EXTRACTO DE PÁGINA:
"""

Un gato negro

Eduardo Flores

Es un gato negro. Sin más. Merodea por donde trabajo. No me lo imagino haciendo otra cosa.

Cuando acude en busca de comida maúlla en un tono que interpreto excesiva y sospechosamente lastimero. Y mi curiosidad, a veces, me lleva a imaginar en qué gasta la vida el resto del tiempo. Sí, merodea, ya lo he dicho, es una forma de hablar y que los improbables me entiendan. Pero tampoco puedo decir que lo haya visto por ahí, merodeando.

¿Qué hace, pues, el jodío gato negro?

Me intriga su inteligencia. Y no lo veo preguntándose por mi paradero o mi actividad en los ratos que no nos frecuentamos.

"""

Reproduce sin cambios el pasaje del texto sobre el gato negro que empieza en "Es un gato negro." y baja hasta "jodío gato negro?", con ambos extremos incluidos.

LÍNEAS DE DATOS:
"""

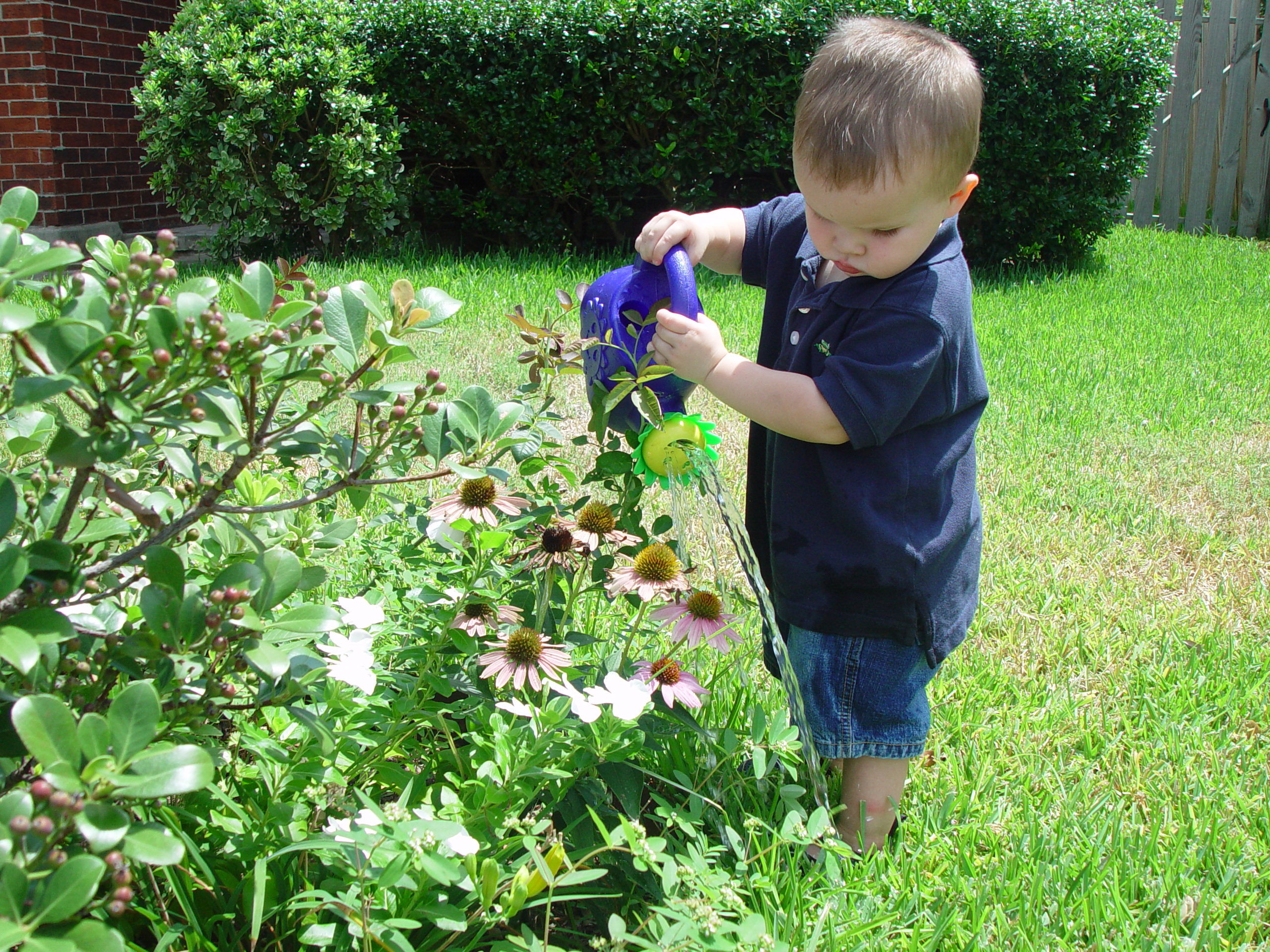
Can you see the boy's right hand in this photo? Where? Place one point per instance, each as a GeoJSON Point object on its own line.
{"type": "Point", "coordinates": [714, 239]}
{"type": "Point", "coordinates": [670, 229]}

"""

RESPUESTA DEL EJERCICIO:
Es un gato negro. Sin más. Merodea por donde trabajo. No me lo imagino haciendo otra cosa.

Cuando acude en busca de comida maúlla en un tono que interpreto excesiva y sospechosamente lastimero. Y mi curiosidad, a veces, me lleva a imaginar en qué gasta la vida el resto del tiempo. Sí, merodea, ya lo he dicho, es una forma de hablar y que los improbables me entiendan. Pero tampoco puedo decir que lo haya visto por ahí, merodeando.

¿Qué hace, pues, el jodío gato negro?